** Opening RECORDS SHOWN block **

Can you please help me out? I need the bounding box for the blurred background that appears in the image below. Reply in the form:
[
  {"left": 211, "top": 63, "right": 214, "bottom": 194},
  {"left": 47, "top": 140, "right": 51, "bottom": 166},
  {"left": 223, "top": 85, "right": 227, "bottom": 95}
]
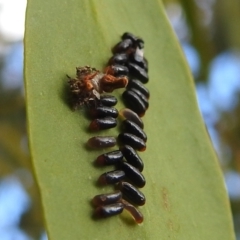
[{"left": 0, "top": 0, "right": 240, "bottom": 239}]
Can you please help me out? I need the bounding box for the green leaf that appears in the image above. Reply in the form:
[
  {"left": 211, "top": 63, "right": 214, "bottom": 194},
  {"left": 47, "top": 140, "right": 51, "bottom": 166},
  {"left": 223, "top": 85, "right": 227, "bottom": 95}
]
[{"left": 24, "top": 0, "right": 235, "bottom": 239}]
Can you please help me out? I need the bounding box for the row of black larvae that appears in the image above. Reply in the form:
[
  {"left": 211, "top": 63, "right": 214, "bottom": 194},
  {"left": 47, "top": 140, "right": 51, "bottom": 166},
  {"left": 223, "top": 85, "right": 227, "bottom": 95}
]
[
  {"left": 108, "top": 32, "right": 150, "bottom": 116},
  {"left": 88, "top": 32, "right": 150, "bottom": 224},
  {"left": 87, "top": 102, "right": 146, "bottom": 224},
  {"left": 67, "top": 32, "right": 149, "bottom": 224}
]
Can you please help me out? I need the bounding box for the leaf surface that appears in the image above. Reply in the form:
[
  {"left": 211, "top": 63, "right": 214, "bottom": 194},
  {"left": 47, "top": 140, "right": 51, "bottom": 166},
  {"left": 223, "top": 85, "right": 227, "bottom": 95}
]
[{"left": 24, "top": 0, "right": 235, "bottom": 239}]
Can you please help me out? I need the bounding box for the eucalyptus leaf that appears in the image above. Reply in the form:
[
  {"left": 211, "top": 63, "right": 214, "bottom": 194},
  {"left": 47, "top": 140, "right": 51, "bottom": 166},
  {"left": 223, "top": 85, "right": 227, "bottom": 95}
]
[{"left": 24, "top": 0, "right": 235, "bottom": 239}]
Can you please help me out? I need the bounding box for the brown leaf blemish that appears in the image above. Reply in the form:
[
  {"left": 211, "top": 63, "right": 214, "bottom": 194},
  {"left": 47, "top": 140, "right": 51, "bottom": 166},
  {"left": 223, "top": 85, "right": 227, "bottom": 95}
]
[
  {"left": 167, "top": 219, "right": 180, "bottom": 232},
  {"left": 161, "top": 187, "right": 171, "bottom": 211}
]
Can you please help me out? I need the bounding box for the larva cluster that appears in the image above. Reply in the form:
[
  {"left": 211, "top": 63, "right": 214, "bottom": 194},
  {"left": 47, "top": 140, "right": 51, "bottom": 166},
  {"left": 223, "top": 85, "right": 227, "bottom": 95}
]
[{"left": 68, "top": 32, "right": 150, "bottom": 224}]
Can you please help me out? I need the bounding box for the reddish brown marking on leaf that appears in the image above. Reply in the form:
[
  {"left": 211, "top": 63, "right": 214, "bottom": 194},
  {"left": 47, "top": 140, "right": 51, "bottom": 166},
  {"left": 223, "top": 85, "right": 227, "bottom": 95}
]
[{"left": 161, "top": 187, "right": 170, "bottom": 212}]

** Closing RECORDS SHOWN block **
** Opening RECORDS SHOWN block **

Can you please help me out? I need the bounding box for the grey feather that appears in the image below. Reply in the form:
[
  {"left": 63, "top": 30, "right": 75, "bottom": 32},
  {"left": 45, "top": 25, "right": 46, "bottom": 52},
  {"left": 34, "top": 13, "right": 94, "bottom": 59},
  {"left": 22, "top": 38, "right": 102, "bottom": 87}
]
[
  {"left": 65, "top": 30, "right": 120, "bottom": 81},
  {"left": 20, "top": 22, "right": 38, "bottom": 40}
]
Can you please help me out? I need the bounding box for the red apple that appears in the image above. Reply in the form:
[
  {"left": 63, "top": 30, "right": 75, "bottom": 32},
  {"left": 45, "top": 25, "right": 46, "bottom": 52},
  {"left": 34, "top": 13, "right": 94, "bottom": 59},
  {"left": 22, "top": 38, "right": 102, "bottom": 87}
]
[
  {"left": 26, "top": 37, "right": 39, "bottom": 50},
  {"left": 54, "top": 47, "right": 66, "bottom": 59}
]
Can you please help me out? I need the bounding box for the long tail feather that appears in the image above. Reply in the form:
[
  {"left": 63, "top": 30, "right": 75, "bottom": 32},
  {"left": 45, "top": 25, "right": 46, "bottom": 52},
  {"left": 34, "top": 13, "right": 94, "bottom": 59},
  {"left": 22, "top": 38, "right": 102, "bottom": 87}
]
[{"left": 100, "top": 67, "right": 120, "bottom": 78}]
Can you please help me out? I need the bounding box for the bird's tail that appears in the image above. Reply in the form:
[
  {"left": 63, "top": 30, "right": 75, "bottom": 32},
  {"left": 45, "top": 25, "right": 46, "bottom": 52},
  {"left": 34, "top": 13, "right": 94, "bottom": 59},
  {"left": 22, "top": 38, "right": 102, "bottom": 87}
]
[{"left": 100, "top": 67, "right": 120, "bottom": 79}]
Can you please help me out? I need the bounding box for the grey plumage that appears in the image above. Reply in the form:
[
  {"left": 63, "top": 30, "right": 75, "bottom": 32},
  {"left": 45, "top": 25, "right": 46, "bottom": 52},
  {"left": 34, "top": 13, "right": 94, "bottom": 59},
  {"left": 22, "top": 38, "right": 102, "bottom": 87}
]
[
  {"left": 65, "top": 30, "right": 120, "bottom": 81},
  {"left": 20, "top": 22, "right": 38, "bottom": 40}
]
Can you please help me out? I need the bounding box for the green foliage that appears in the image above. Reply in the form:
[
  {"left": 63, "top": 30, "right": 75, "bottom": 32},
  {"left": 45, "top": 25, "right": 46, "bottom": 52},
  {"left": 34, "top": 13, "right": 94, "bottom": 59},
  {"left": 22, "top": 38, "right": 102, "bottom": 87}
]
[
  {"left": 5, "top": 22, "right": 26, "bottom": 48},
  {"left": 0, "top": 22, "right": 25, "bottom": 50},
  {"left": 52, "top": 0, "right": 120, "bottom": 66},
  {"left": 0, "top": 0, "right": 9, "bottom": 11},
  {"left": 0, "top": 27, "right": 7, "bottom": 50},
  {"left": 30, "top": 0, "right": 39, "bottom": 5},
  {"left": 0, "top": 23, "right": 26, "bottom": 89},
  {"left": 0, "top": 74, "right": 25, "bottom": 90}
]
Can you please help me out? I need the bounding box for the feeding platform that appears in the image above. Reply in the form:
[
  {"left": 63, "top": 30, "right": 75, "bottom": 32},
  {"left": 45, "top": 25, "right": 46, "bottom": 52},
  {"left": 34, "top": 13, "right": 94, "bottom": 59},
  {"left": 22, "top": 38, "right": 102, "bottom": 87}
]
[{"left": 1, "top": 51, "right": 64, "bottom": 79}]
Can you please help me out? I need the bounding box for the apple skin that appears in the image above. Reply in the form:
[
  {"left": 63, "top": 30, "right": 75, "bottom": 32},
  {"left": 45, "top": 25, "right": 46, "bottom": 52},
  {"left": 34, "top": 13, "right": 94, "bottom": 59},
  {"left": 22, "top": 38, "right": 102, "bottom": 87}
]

** Closing RECORDS SHOWN block **

PROBLEM DESCRIPTION: Extract all lines of the records above that include "green".

ANSWER SECTION:
Can you please help me out? I need the bounding box for the green leaf that appears in the image above. Reply in the form:
Can you please help me out? I need the bounding box for the green foliage that appears in the image above. Reply in the form:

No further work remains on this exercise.